Page text:
● ● ● ● ● ● ●

Keshav Ramaswami has had multiple interests since childhood, and through design he is figuring out ways to explore them all.
The Kansas native began playing guitar when he was five. As he grew up, he became fascinated by biomolecular research and in particular, HSP-90, a simplex virus. During freshman year of high school, he was selected as one of the top 40 young scientists in the nation to go to Washington, D.C., as part of a competition sponsored by the Discovery Channel.
"I've always tried to keep my feet in a series of disciplines since I was a kid--I've always been interested in multiple things simultaneously in pursuit of a synthesis of all of them,” he said.
This personality trait was unmistakable in the winning project he submitted for the 2015 Bill Moggridge Award. At that time, he was a fourth-year architecture student at Pratt Institute, and his project explored algorithmic systems based on slime mold, as well as different kinds of natural growth patterns. He utilized that as a means of “structural optimization,” looking at more complex, ornamental, and even synthetically bio-mimetic structural organization in the creation of a building.
The other piece of his project included the role of transit and the energetic processes it can bring to a building, as well as audiovisual components through theater, art, and music.
“The award meant a lot to me because I utilized my interests in biology and research, as well as music … to kind of inflect it in different ways,” said Ramaswami, who completed the project under the direction of his academic advisor, Dagmar Richter.
“She really pushed me to figure out new ways to push myself in terms of the algorithmic and computational strategies I was employing for some of the architectural proposals,” he said.

● ● ● ● ● ● ●

Problem description:
Pick up the profile of Keshav Ramaswami after its final sentence and write the next few paragraphs.

● ● ● ● ● ● ●

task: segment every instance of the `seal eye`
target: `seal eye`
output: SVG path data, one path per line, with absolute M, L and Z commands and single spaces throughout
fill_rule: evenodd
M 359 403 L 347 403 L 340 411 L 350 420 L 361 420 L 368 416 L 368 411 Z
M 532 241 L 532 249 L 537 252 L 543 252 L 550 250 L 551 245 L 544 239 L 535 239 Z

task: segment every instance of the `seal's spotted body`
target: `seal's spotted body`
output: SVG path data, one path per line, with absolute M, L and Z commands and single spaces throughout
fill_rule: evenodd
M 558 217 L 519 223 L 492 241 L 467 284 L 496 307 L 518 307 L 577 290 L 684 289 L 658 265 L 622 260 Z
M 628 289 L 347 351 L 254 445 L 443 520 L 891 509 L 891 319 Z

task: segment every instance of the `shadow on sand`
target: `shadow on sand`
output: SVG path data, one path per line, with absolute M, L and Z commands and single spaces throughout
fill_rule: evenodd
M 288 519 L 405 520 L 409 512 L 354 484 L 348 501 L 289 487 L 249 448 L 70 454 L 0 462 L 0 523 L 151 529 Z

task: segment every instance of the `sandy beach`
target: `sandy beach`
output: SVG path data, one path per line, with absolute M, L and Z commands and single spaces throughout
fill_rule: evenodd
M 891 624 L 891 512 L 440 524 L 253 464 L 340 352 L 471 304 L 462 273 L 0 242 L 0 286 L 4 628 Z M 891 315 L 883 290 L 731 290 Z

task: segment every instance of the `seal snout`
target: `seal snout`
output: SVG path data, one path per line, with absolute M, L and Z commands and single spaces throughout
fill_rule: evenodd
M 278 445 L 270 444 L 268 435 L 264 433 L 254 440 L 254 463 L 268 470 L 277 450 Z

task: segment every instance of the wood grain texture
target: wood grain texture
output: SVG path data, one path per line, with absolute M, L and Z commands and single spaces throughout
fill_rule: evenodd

● ● ● ● ● ● ●

Final answer:
The project, as well as most things Ramaswami is interested in, falls under the category of "computational design." That basically means using algorithmic, mathematical, or automated systems to compute complex geometry, shapes, and forms to achieve more precise and/or meaningful design expressions, he said.
Ramaswami graduated with a bachelor’s degree in architecture in 2016 after powering through on his thesis most of the academic year. The scholarship money he earned as part of the Bill Moggridge Award was helpful in funding his thesis research.
“The award was important in catalyzing how I saw my last year,” he said.
Regardless, he said he continues to find inspiration simply by looking around and trying to learn as much as possible. As a designer, his work focuses on incorporating sound, notation, language, and music into the syntax of architectural expression.
“I think too often we hear the cliché, ‘Architecture is frozen music,’” he said. “I think that needs to be taken head on and we need to start designing music the same way.”
Keshav is currently working at Morphosis Architects in Culver City, California.